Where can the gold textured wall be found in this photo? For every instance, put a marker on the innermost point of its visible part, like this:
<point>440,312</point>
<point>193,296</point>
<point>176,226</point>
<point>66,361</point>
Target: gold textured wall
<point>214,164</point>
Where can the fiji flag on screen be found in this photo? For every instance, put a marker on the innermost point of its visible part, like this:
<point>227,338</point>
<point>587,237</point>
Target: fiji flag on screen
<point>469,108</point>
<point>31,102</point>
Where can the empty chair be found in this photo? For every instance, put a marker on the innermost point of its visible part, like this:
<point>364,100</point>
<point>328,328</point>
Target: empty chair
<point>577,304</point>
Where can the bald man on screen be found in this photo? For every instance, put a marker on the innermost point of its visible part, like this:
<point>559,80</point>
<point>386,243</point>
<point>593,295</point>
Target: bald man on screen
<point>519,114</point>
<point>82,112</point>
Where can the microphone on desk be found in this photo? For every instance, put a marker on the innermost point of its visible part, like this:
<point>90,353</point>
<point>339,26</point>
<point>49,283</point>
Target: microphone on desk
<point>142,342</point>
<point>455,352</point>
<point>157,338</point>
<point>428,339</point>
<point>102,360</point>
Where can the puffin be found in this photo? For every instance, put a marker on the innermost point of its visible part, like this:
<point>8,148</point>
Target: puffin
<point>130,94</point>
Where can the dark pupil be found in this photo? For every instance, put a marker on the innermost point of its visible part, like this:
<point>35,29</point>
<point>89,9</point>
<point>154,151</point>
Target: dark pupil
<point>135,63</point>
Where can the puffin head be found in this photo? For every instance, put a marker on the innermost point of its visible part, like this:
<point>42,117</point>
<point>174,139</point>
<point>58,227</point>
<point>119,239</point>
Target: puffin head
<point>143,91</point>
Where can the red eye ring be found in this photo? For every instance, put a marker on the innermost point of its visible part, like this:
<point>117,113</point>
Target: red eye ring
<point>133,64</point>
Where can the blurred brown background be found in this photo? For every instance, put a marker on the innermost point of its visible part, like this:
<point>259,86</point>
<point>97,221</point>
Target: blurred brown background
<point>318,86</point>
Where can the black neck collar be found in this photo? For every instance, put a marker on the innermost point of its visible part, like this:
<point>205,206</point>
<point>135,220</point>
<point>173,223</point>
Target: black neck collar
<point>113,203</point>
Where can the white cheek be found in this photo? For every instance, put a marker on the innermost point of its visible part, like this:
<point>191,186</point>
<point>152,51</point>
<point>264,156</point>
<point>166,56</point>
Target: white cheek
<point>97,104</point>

+---+

* _Directions for this task_
Produce only the lines from the line containing "<point>328,328</point>" through the line containing "<point>593,295</point>", inclusive of both, exactly as they stand in the entries above.

* _Expected answer_
<point>328,328</point>
Target: empty chair
<point>577,304</point>
Where can the bald man on screen be found in this photo? For every instance, put a marker on the innermost point of its visible part, like this:
<point>559,80</point>
<point>386,243</point>
<point>593,295</point>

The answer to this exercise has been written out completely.